(The input):
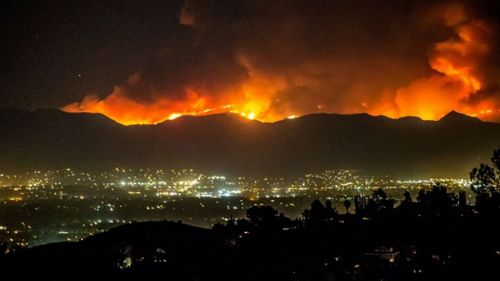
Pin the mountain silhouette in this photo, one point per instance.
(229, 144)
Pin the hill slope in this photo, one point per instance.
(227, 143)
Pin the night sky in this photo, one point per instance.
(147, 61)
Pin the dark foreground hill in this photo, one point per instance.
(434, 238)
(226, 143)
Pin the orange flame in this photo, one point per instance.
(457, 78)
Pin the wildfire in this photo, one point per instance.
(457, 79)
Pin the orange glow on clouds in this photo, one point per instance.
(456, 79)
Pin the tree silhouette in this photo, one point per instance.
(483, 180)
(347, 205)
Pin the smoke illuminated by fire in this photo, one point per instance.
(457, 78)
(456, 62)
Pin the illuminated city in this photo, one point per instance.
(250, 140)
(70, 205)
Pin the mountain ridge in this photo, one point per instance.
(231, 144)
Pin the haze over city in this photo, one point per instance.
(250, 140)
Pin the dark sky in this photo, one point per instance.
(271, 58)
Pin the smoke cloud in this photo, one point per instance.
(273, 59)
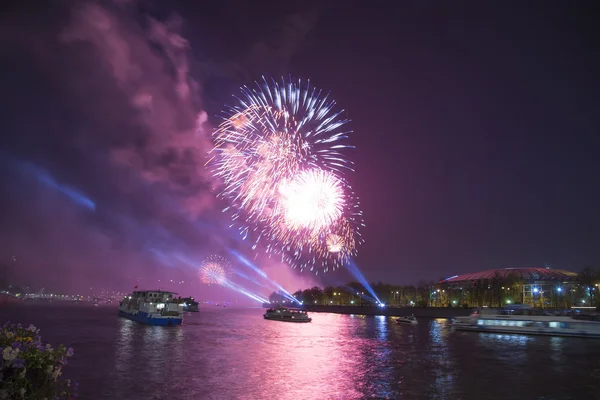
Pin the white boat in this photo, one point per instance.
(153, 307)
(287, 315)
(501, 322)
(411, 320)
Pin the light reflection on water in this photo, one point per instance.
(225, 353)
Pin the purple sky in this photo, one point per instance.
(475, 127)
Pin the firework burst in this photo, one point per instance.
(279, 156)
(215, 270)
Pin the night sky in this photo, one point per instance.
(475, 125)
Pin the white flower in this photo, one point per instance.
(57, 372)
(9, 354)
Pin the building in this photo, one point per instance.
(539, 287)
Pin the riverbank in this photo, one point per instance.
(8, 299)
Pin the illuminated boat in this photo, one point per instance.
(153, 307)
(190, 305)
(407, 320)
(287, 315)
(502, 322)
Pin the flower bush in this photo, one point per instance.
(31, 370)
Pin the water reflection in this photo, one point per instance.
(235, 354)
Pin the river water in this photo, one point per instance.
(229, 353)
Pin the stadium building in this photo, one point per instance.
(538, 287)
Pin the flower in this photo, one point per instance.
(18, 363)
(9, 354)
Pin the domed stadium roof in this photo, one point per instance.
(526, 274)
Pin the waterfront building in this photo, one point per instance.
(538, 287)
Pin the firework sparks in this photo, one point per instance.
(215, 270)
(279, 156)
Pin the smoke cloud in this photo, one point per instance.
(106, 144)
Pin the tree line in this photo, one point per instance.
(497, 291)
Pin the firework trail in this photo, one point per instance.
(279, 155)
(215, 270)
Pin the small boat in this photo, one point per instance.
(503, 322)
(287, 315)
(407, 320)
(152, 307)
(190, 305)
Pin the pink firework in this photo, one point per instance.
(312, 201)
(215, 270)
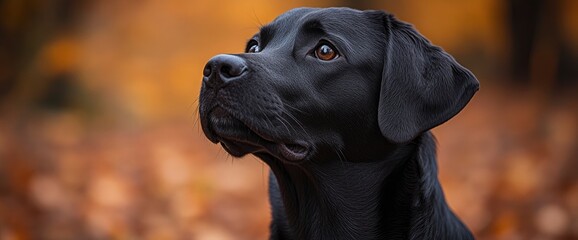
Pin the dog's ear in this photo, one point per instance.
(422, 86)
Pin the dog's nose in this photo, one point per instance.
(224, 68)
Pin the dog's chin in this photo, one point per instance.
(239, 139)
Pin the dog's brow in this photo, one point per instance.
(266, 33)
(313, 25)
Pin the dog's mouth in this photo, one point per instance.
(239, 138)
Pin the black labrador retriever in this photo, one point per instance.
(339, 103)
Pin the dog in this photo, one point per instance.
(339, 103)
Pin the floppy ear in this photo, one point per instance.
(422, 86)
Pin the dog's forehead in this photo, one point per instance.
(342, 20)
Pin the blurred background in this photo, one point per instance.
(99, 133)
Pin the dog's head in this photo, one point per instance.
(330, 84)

(Request):
Write out every item above word for word, but leave the pictures out.

(Answer):
Pin the mountain silhouette in this photo, one point per instance.
(229, 144)
Pin the hill slope in this photo, one point per instance.
(227, 143)
Pin the night sky in this photo, one point per instance.
(147, 61)
Pin the dark foreground hill in this photo, one point per instance.
(434, 238)
(226, 143)
Pin the orange flame in this photo, one point per instance.
(457, 78)
Pin the wildfire in this photo, one point per instance.
(457, 79)
Pin the orange glow on clouds in this photo, one point per instance.
(456, 79)
Pin the tree silhouette in this photo, one point per instance.
(483, 180)
(347, 205)
Pin the smoke illuminated by fire in this photo, one point per instance.
(457, 78)
(456, 62)
Pin the illuminated city in this photo, one point per instance.
(250, 140)
(70, 205)
Pin the mountain ridge in this photo, one point per instance.
(231, 144)
Pin the haze over city in this photo, one point per instance.
(250, 140)
Pin the dark sky in this photo, one point per instance.
(271, 58)
Pin the smoke cloud in this photo, one point per instance.
(273, 59)
Pin the white boat in this photo, one point per instance.
(153, 307)
(287, 315)
(501, 322)
(411, 320)
Pin the light reflection on water in this photo, one point per instance.
(225, 353)
Pin the purple sky in this photo, one point per instance.
(475, 127)
Pin the firework burst in this photo, one point per instance.
(279, 156)
(215, 270)
Pin the night sky in this photo, one point per instance.
(475, 125)
Pin the white flower in this photo, one point per instance.
(57, 372)
(9, 354)
Pin the building in this photo, one point per instance.
(539, 287)
Pin the riverbank in this photo, one point per instance.
(8, 299)
Pin the illuminated boat in this photo, one point per instance.
(153, 307)
(190, 305)
(407, 320)
(287, 315)
(502, 322)
Pin the flower bush in this photo, one point per instance.
(31, 370)
Pin the water reflection in this photo, one point per instance.
(235, 354)
Pin the river water in this photo, one point per instance.
(229, 353)
Pin the stadium building in this photo, one point per instance.
(538, 287)
Pin the flower in this photo, one point per instance.
(18, 363)
(9, 354)
Pin the domed stadium roof in this photo, one point per instance.
(526, 274)
Pin the waterfront building in this photo, one point per instance.
(538, 287)
Pin the firework sparks in this photo, one point per instance.
(215, 270)
(279, 156)
Pin the smoke cloud in this photo, one point per instance.
(106, 144)
Pin the tree line in this photo, one point per instance.
(497, 291)
Pin the firework trail in this photo, one point per instance.
(279, 155)
(215, 270)
Pin the small boat in this photo, one point per instance.
(503, 322)
(287, 315)
(407, 320)
(152, 307)
(190, 305)
Pin the pink firework in this photo, one point per instance.
(312, 201)
(215, 270)
Pin the dog's ear in this photo, one point per instance.
(422, 86)
Pin the dog's nose in this photo, one point per instance.
(224, 68)
Pin the dog's chin in this photo, one point per instance.
(239, 139)
Pin the dog's brow in this photo, one point per instance.
(266, 33)
(313, 25)
Pin the dog's mouth in this photo, one point per instance.
(239, 138)
Pin the black labrador retriever in this photo, one point per instance.
(339, 103)
Pin the dog in this photo, one point per instance.
(339, 103)
Pin the floppy ear in this photo, one point per instance.
(422, 86)
Pin the dog's forehead in this photo, one point per instance.
(342, 20)
Pin the blurred background in this photo, one point per instance.
(99, 133)
Pin the dog's head in this photo, one point per instance.
(330, 84)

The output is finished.